(Source records begins)

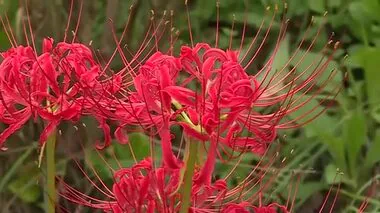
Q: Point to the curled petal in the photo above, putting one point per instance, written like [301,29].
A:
[12,128]
[121,136]
[49,129]
[183,95]
[107,135]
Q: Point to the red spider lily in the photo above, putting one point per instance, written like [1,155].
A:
[60,84]
[143,188]
[243,208]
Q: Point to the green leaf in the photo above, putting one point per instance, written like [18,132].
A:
[368,58]
[334,3]
[317,5]
[333,175]
[373,154]
[355,134]
[308,62]
[28,192]
[25,185]
[280,60]
[140,145]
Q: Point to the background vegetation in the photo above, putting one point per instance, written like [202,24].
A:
[346,138]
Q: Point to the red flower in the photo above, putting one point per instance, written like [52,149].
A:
[143,188]
[60,84]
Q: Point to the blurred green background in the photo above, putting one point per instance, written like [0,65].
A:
[343,145]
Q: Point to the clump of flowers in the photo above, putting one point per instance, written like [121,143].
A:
[222,109]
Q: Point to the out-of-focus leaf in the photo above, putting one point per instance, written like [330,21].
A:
[317,5]
[334,175]
[373,154]
[334,3]
[368,58]
[25,186]
[355,133]
[140,145]
[307,62]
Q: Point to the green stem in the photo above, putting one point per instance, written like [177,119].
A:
[188,177]
[50,170]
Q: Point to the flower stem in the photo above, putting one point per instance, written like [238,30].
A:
[50,170]
[188,177]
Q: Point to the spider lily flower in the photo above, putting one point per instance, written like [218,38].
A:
[61,83]
[143,188]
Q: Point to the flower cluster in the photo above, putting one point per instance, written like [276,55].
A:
[62,83]
[208,92]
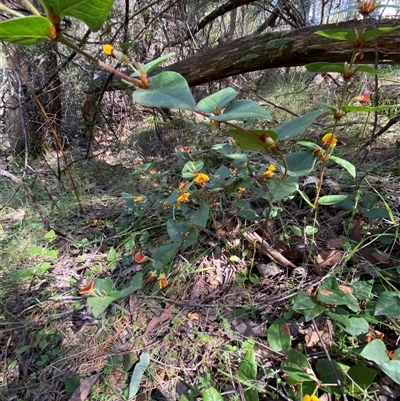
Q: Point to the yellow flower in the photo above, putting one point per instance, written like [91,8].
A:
[329,140]
[182,198]
[201,178]
[163,282]
[240,192]
[182,186]
[310,398]
[111,51]
[270,171]
[108,49]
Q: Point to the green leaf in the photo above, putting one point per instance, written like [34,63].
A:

(Source records ends)

◆ Exercise brief ◆
The expected output is each record, copied exactly, and nothing in place of the pictures.

◆ Response to this task ◆
Q: Point to the curled petal in the photo above, putting one point per instance, written like [301,29].
A:
[12,128]
[121,136]
[49,129]
[183,95]
[107,135]
Q: Point to the red spider lily in the photo above, putting one point per instance, written like [1,155].
A:
[60,84]
[143,188]
[243,208]
Q: Point to the green leaf in the photo above, putting one point per instance, written like [18,132].
A:
[368,58]
[334,3]
[317,5]
[333,175]
[373,154]
[355,134]
[308,62]
[28,192]
[25,185]
[280,60]
[140,145]
Q: Point to the background vegetation in the photo above, putting one point per instance, written like [202,24].
A:
[346,138]
Q: Point to the red flower in the photo above, putting one point per instance, written like [52,149].
A:
[143,188]
[60,84]
Q: Point to the blurred green background in the photo above, putting one point per instance, written like [0,65].
A:
[343,145]
Q: Point to the clump of flowers in the photo above, putting one point per instance, written like [121,143].
A:
[222,109]
Q: Point to the out-of-focus leaf in the photo above, putting one point per instance, written like [330,21].
A:
[317,5]
[334,175]
[373,154]
[334,3]
[368,58]
[25,186]
[355,133]
[140,145]
[307,62]
Q: Point to the green stem in the photo above, putting one point per instance, written like [177,119].
A:
[188,177]
[50,170]
Q: Point to the flower stem in the photo above, putting one point per instance, written like [238,30].
A:
[50,170]
[188,177]
Q: Point to the spider lily flower in the photo above, putting one point per instance, written like [218,38].
A:
[61,83]
[143,188]
Q: Point to the flower cluster in the photo above, putting one point per instance, written like [276,55].
A:
[62,83]
[208,92]
Q: Point to the yellow flower in the photo above, putting one point per instance, written like [91,8].
A:
[329,140]
[182,198]
[201,178]
[163,282]
[240,192]
[182,186]
[310,398]
[111,51]
[270,171]
[108,49]
Q: Point to the green leaf in the photo above, putting one point per instance, written like [34,63].
A:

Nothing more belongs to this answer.